- Problem to work on
Pick out each line of the records below that includes the string "officer", matching case exactly, and copy those lines.

** start of Available data **

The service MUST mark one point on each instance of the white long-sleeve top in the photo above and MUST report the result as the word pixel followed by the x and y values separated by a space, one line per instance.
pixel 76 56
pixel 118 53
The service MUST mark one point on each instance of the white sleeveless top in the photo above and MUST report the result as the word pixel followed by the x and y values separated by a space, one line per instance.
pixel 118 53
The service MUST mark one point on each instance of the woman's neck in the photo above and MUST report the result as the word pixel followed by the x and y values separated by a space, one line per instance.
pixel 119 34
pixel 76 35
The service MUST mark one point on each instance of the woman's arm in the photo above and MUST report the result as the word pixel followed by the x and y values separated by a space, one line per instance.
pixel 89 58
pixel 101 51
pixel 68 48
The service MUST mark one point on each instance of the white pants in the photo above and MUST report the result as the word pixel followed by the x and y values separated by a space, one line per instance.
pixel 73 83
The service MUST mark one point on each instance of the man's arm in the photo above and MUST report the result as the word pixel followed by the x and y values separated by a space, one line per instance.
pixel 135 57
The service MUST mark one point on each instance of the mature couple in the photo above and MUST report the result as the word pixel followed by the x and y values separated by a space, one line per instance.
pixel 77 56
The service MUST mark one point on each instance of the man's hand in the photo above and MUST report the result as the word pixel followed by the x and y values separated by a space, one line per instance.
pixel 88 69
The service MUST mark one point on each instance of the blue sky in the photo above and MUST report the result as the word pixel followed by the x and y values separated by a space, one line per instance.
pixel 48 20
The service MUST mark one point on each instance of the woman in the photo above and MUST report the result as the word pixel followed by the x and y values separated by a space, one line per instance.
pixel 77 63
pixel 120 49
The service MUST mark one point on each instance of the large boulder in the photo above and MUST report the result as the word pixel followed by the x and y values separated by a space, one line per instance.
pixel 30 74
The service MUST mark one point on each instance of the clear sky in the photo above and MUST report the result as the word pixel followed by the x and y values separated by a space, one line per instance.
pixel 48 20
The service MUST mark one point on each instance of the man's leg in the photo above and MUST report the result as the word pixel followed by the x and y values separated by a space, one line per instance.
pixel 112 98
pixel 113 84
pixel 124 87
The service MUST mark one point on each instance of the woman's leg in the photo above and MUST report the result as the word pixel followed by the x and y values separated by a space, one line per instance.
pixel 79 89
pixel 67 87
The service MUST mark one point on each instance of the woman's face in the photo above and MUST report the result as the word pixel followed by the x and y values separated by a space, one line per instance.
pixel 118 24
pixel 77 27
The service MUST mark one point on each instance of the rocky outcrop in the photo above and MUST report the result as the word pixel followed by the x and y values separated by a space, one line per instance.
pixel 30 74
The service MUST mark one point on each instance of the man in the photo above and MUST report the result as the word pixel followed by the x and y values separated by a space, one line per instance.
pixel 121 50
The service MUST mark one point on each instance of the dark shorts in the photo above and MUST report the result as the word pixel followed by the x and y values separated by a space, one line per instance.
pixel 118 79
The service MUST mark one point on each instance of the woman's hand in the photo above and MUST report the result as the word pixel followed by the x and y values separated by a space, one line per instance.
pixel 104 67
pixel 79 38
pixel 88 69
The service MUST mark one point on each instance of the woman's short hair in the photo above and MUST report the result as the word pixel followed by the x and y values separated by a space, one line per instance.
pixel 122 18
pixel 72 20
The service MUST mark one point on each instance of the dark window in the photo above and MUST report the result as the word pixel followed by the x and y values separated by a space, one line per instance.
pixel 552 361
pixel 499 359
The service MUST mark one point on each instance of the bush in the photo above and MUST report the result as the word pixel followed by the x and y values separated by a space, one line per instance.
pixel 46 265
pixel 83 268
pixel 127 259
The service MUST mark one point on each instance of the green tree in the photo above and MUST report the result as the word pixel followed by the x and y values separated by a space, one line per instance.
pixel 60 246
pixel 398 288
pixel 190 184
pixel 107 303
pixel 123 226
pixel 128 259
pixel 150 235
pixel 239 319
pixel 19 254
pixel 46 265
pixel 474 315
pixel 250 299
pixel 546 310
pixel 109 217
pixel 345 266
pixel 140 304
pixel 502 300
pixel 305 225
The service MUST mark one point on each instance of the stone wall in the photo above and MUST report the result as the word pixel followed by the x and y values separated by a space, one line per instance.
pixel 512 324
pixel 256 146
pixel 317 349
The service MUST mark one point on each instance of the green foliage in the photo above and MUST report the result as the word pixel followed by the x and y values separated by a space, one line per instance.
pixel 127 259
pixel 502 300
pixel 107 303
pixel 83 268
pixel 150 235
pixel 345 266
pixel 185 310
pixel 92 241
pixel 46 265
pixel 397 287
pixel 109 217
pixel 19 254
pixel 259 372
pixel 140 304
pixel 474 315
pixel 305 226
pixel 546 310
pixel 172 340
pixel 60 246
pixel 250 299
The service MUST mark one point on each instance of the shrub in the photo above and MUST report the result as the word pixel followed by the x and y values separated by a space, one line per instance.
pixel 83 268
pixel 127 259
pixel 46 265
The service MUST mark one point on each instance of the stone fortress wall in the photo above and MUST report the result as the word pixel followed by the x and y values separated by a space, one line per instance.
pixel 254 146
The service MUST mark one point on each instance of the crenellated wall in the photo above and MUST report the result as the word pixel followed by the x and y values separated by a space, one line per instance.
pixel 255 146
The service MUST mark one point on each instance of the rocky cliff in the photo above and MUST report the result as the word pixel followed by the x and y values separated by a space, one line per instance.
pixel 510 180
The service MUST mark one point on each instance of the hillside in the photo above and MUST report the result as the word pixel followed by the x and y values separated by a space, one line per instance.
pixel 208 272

** end of Available data **
** start of Available data **

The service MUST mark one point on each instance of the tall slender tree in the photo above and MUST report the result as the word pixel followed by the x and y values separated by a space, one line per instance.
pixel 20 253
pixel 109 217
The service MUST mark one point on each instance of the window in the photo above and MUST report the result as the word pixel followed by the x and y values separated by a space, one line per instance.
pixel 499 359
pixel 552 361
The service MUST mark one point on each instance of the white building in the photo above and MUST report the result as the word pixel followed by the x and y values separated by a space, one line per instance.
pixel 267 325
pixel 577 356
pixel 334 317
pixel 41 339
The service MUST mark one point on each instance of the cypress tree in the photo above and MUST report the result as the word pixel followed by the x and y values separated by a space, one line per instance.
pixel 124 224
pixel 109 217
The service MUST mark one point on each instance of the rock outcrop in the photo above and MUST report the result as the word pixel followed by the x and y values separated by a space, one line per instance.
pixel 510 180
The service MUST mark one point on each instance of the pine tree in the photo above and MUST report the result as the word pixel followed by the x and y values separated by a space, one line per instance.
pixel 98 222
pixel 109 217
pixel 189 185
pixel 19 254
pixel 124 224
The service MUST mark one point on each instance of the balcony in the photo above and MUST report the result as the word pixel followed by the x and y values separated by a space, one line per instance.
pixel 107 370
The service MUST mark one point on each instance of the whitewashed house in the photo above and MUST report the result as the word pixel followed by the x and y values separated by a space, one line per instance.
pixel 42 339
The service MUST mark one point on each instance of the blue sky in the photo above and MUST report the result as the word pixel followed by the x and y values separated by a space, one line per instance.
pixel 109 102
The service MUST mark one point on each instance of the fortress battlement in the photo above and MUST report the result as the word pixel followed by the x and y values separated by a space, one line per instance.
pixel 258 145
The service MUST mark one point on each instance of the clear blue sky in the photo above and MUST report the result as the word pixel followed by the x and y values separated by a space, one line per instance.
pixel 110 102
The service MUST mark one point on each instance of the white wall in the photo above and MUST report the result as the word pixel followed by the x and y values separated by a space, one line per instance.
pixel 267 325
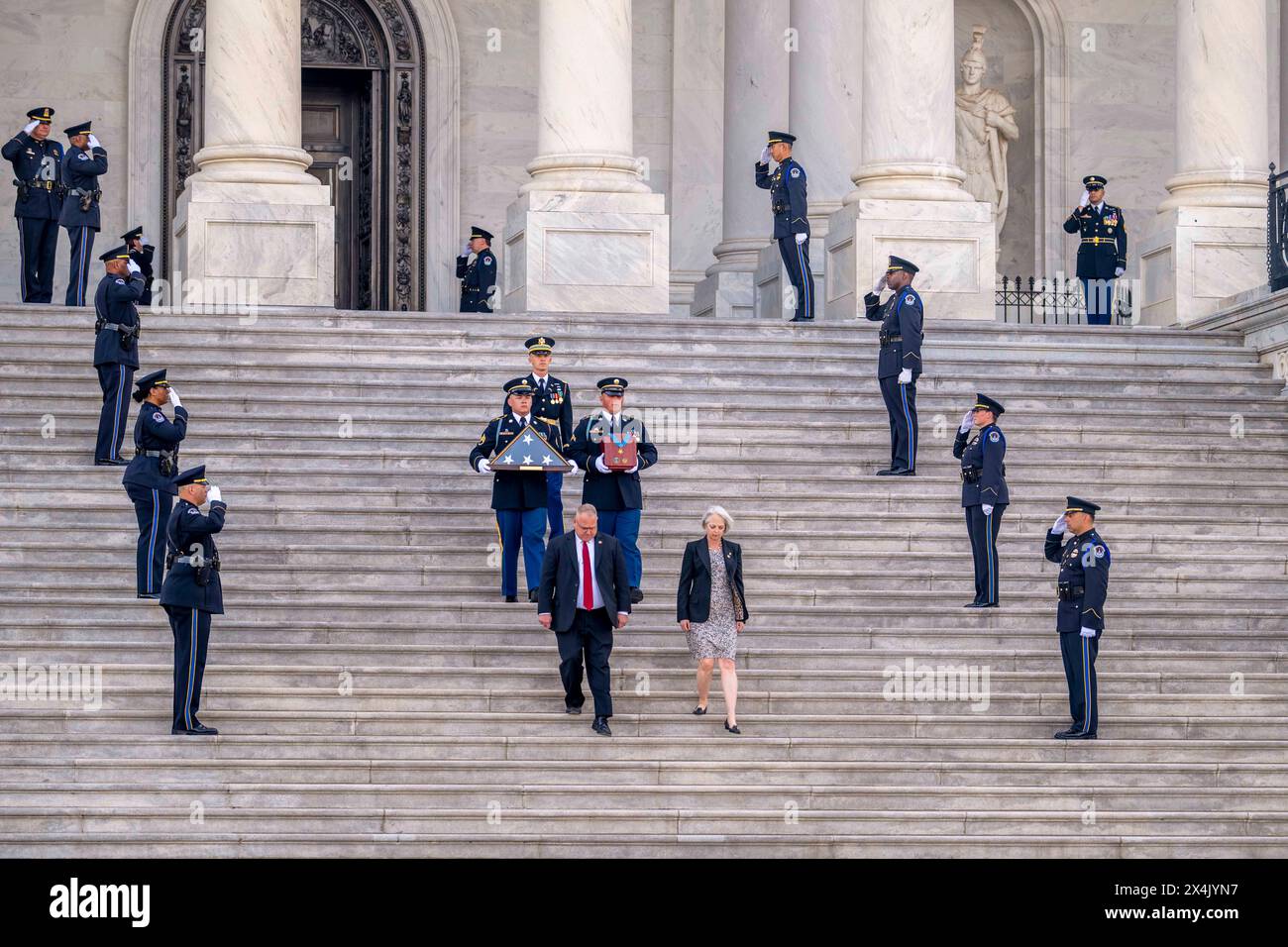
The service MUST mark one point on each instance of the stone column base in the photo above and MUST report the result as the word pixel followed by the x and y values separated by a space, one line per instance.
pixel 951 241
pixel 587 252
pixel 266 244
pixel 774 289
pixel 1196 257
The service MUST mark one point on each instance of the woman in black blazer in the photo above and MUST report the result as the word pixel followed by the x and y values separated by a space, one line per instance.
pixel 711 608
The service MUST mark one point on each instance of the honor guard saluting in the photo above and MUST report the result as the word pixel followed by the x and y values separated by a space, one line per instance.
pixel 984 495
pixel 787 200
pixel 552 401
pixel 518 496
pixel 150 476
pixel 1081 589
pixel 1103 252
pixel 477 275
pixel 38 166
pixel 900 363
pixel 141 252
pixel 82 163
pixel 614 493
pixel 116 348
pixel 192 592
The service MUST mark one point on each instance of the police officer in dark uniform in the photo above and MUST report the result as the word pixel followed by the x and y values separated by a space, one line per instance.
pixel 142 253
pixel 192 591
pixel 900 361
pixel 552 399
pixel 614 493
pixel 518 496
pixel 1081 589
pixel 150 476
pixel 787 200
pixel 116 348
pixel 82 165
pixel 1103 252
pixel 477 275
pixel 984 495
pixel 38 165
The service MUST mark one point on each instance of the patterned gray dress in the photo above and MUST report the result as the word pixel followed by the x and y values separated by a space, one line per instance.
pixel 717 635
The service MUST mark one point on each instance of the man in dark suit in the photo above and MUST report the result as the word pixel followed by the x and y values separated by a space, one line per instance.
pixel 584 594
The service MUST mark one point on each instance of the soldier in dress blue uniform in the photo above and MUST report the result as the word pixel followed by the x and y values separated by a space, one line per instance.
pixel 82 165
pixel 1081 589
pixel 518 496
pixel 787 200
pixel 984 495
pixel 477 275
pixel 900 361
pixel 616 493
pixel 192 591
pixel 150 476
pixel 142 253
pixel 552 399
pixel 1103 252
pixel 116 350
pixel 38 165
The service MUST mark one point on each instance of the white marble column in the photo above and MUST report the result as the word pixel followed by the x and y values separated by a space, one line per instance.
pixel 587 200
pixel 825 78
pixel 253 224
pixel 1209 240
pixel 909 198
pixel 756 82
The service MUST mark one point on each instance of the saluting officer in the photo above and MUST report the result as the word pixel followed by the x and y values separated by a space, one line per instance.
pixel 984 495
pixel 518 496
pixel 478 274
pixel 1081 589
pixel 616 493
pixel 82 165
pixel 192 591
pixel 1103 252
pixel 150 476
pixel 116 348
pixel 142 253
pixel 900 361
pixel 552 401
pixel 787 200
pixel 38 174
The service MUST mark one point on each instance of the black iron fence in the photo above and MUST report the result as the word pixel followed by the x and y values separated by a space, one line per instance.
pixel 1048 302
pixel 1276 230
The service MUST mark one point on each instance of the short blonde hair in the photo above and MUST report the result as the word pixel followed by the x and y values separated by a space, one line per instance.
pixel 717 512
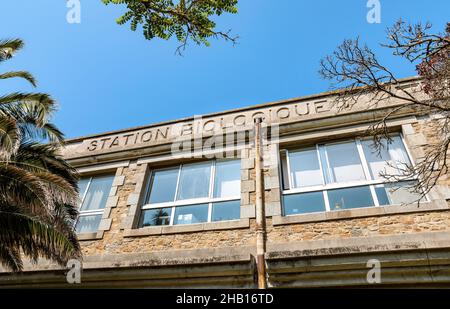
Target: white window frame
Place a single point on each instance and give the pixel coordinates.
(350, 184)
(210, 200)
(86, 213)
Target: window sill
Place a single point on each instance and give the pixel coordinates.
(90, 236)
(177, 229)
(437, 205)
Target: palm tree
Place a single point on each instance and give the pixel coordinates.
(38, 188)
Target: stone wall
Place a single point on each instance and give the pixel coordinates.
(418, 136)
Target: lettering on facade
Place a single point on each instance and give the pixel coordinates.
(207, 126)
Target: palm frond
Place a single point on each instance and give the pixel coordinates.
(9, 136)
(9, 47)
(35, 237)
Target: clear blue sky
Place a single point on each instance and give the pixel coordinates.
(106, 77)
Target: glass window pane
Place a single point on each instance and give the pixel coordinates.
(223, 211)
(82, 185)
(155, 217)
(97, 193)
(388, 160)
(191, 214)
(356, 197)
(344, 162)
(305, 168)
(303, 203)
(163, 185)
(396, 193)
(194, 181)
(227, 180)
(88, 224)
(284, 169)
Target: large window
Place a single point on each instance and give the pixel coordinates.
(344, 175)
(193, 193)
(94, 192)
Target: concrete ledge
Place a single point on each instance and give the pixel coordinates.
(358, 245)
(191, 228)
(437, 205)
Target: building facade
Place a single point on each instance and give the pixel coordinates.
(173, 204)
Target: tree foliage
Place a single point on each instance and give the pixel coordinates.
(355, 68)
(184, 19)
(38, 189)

** end of Available data **
** start of Available data **

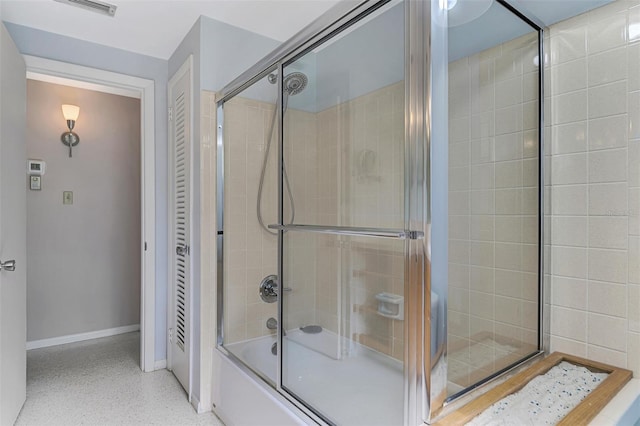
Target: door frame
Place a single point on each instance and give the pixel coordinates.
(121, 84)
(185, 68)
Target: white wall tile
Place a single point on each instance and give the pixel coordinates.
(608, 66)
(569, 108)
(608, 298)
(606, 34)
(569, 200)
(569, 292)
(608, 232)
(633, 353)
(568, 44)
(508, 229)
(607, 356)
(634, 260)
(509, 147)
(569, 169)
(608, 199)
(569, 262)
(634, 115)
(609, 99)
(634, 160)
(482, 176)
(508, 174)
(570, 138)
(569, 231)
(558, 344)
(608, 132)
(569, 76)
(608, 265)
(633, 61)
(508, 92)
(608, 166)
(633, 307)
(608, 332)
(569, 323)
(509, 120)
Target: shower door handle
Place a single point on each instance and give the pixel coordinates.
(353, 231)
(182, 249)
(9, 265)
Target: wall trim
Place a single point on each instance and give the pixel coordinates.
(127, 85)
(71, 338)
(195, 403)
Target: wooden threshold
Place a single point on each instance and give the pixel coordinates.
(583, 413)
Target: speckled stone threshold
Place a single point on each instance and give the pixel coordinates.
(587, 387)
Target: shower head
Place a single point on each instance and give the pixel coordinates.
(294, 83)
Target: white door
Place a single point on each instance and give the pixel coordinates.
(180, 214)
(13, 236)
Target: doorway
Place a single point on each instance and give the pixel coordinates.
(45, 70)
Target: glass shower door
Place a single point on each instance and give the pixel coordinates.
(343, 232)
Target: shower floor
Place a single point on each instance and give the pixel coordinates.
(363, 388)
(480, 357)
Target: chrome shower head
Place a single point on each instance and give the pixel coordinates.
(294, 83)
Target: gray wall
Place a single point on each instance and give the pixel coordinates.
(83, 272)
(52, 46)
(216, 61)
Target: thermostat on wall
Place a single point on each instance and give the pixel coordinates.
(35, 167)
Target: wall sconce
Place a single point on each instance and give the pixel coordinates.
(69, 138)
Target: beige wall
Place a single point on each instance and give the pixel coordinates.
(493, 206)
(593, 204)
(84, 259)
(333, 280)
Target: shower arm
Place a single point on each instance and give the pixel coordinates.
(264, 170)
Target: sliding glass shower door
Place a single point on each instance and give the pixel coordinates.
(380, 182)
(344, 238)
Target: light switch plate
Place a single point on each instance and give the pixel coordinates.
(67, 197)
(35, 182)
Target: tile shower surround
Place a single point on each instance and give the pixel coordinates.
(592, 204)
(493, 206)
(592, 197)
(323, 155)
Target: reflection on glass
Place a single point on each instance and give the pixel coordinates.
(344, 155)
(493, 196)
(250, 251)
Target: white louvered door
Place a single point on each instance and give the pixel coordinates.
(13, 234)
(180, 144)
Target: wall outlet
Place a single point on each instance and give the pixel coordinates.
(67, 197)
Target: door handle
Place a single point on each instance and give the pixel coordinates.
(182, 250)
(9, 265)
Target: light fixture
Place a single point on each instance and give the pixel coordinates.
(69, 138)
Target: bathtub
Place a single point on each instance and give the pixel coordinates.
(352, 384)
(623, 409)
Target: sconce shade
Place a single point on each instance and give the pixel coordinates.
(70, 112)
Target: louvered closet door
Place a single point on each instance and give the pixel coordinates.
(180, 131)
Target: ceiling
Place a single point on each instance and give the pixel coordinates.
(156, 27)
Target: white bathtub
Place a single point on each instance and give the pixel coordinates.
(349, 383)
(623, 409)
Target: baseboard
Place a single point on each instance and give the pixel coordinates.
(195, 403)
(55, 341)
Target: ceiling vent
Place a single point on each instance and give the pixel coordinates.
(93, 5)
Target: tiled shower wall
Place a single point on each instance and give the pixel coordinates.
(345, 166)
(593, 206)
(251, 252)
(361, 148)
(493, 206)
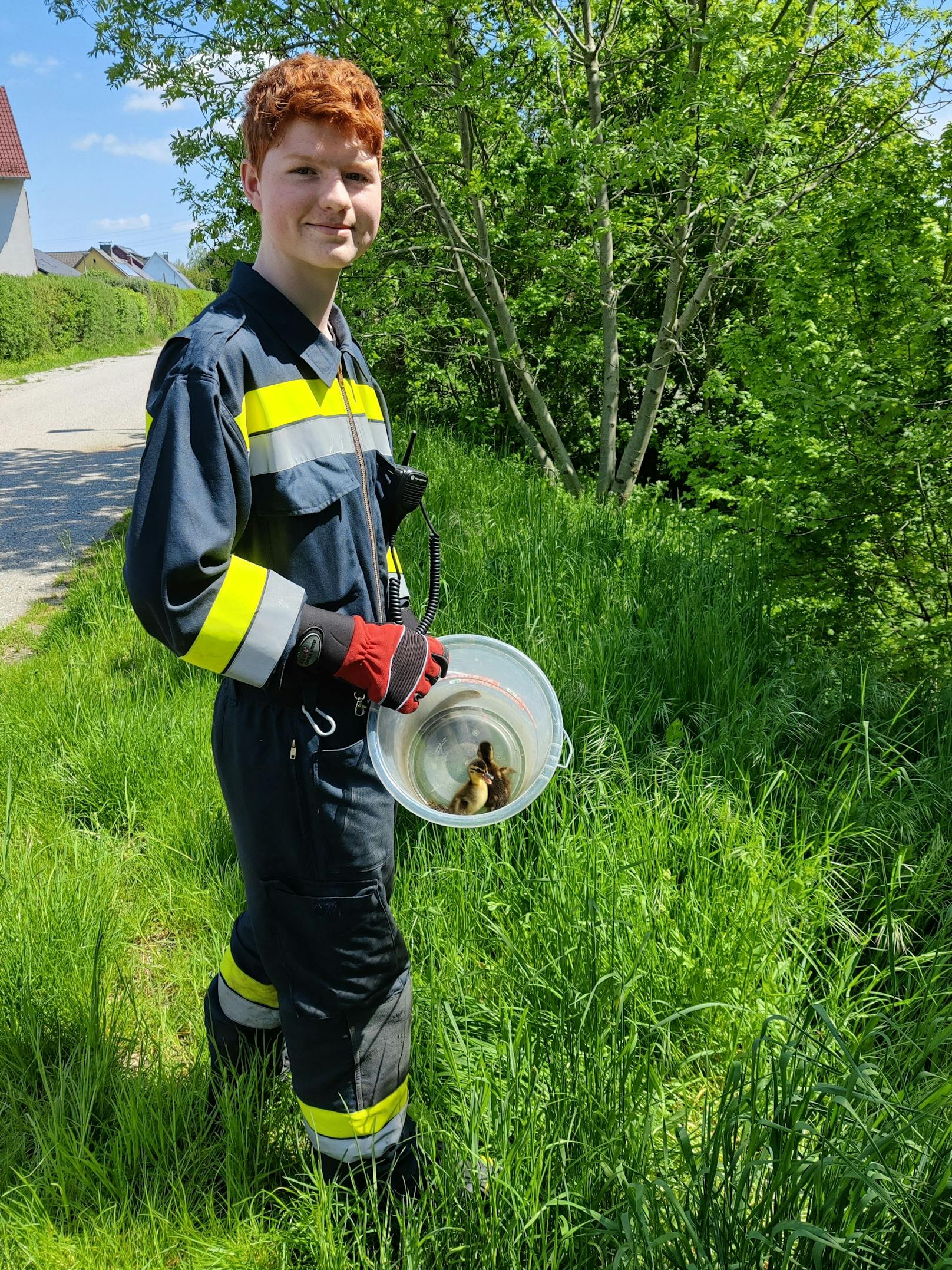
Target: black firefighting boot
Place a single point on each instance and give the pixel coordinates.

** end of Available data **

- Response to the task
The service MUST mark one point on each instance of the police officer in dark uniform in the photo above and MUST report the result as the word pixel followed by the x and y values separated by a space, one line per instance.
The service MUST mark one point on each instance of the saluting officer in the photo above and MUST report the result as the word pixel followed by the x and y values separated by a space, one line per instance.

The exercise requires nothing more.